In full and word for word, copy the listing; no pictures belong in the copy.
□ □ □ □ □
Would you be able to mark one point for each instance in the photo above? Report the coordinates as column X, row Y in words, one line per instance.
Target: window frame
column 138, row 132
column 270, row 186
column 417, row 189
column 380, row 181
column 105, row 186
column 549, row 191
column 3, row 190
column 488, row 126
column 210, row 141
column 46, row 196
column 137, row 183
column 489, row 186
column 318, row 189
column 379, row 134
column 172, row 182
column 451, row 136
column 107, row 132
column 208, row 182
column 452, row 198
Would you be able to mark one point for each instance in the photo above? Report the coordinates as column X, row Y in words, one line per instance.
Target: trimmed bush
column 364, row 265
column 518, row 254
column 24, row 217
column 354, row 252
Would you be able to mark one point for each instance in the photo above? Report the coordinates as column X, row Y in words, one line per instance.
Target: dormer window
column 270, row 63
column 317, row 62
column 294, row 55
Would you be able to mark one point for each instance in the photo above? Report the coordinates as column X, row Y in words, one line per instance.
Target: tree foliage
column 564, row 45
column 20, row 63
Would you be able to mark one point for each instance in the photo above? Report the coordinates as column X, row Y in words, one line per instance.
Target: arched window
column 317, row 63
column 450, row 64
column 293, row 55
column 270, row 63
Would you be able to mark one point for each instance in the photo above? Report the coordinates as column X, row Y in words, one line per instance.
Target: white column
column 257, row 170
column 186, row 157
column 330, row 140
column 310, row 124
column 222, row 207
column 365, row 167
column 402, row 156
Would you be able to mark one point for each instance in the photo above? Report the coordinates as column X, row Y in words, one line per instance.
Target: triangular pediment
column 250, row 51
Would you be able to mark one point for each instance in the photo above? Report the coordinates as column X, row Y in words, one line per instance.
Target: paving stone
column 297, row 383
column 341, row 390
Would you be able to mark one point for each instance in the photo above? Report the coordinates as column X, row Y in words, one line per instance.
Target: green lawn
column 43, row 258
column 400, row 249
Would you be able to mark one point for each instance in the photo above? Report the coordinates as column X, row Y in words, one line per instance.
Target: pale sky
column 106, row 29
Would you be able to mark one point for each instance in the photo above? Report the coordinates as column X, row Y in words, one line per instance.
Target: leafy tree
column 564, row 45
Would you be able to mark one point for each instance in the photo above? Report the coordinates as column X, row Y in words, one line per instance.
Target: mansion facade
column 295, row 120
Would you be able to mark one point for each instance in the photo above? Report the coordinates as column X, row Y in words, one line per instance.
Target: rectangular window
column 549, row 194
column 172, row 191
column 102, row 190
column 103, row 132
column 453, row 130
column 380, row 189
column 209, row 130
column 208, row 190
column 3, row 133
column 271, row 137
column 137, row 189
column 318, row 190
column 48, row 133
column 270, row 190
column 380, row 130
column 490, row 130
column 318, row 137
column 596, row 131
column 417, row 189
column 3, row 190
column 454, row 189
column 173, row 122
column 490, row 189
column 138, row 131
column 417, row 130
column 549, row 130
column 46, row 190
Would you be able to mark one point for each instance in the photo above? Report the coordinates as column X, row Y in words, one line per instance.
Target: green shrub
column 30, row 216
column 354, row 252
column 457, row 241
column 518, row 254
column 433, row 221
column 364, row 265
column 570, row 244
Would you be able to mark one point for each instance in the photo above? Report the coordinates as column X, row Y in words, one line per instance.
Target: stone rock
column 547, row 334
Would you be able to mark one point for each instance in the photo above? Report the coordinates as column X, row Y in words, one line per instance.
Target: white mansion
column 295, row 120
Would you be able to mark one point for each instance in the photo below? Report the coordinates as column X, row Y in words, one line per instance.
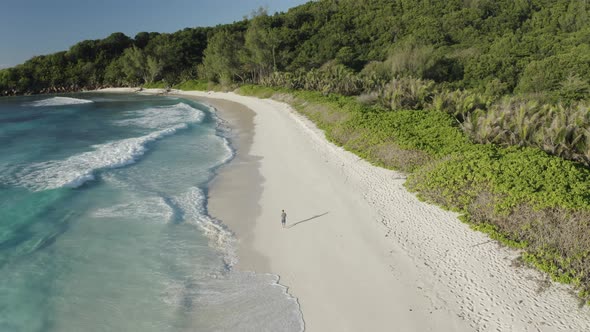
□ □ □ □ □
OUTPUT OF THE TASK:
Would you be able to mark one point for each instance in the photo above? Report the coordinates as column X, row Y in words, one line per instance.
Target: window frame
column 138, row 132
column 270, row 186
column 417, row 189
column 380, row 181
column 105, row 186
column 549, row 191
column 3, row 190
column 488, row 126
column 210, row 141
column 46, row 196
column 137, row 183
column 489, row 186
column 318, row 189
column 379, row 134
column 172, row 182
column 451, row 136
column 107, row 132
column 208, row 182
column 452, row 198
Would you be able to mark one point for each instance in the photo above? Report the coordinates as column X, row Y in words, one line per instance.
Target: trimmed bush
column 364, row 265
column 518, row 254
column 24, row 217
column 354, row 252
Would you be able to mark one point for each instance in the photo above? Report the coordinates as column X, row Y in words, one line per instance.
Target: dormer window
column 270, row 63
column 317, row 62
column 294, row 55
Would you be able to mark one point for each instance in the photo above? Report the coordinates as column X, row Y in words, one line per instance.
Target: tree foliage
column 564, row 45
column 20, row 63
Would you be able to mark one point for each instance in the photo above? Report the coordinates as column X, row Y in words, one line per instance.
Target: arched window
column 317, row 63
column 450, row 64
column 293, row 55
column 270, row 63
Would you be able to mark one point for each instance in the photo above? Report the coordinates as column X, row Y in words, one line per instance.
Target: white column
column 257, row 170
column 186, row 157
column 330, row 140
column 310, row 124
column 222, row 207
column 365, row 167
column 402, row 156
Would you be able to mark one point for each instance in the photo above? Report the coordinates as column X, row Y in words, one line per instance.
Target: triangular pediment
column 250, row 51
Would you be able to mark one point for each instance in the photo above? Report the coordinates as column X, row Y in words, one line per instance.
Target: paving stone
column 297, row 383
column 341, row 390
Would you be able to mark one point for each instance in the photo above? Report the coordinates as column X, row Y in words, one line per instance.
Target: green lawn
column 43, row 258
column 400, row 249
Would you be able to mark one point for each instance in the photo above? Report the coordinates as column X, row Y in words, one line per instance.
Target: pale sky
column 106, row 29
Would you be able to mark one point for each instance in the photo above? Report the coordinates as column X, row Y in words, one line per instance.
Target: leafy tree
column 564, row 45
Would you be able to mark one point for each instance in the photo above? Report the coordinates as column X, row Y in words, one line per instance.
Target: mansion facade
column 295, row 120
Would you be able to mark one point for each instance in the photo above? Report the coordinates as column X, row Y in words, one line per instance.
Target: rectangular window
column 549, row 194
column 172, row 191
column 102, row 190
column 103, row 132
column 453, row 130
column 380, row 189
column 209, row 130
column 208, row 190
column 3, row 133
column 271, row 137
column 137, row 189
column 318, row 190
column 48, row 133
column 270, row 190
column 380, row 130
column 490, row 130
column 318, row 137
column 596, row 131
column 417, row 189
column 3, row 190
column 454, row 189
column 173, row 122
column 490, row 189
column 138, row 131
column 417, row 130
column 549, row 130
column 46, row 190
Would you be able to mark one point for each instance in the photo above? Report the coordinates as column X, row Y in words, one line per instance.
Target: green shrub
column 30, row 216
column 354, row 252
column 457, row 241
column 518, row 254
column 433, row 221
column 364, row 265
column 570, row 244
Would you be able to mark one point for each instance in the photo above? Report the coordinates as column X, row Y in words, one line per instance.
Target: stone rock
column 547, row 334
Would you be able to mark one point for each instance in the photo above? Report the coordinates as column X, row Y in words, one line per instance.
Target: white mansion
column 295, row 120
Would you be able to mark one point for each instance in the photo below? Report the coordinates as column X, row Y in words, one line per instance.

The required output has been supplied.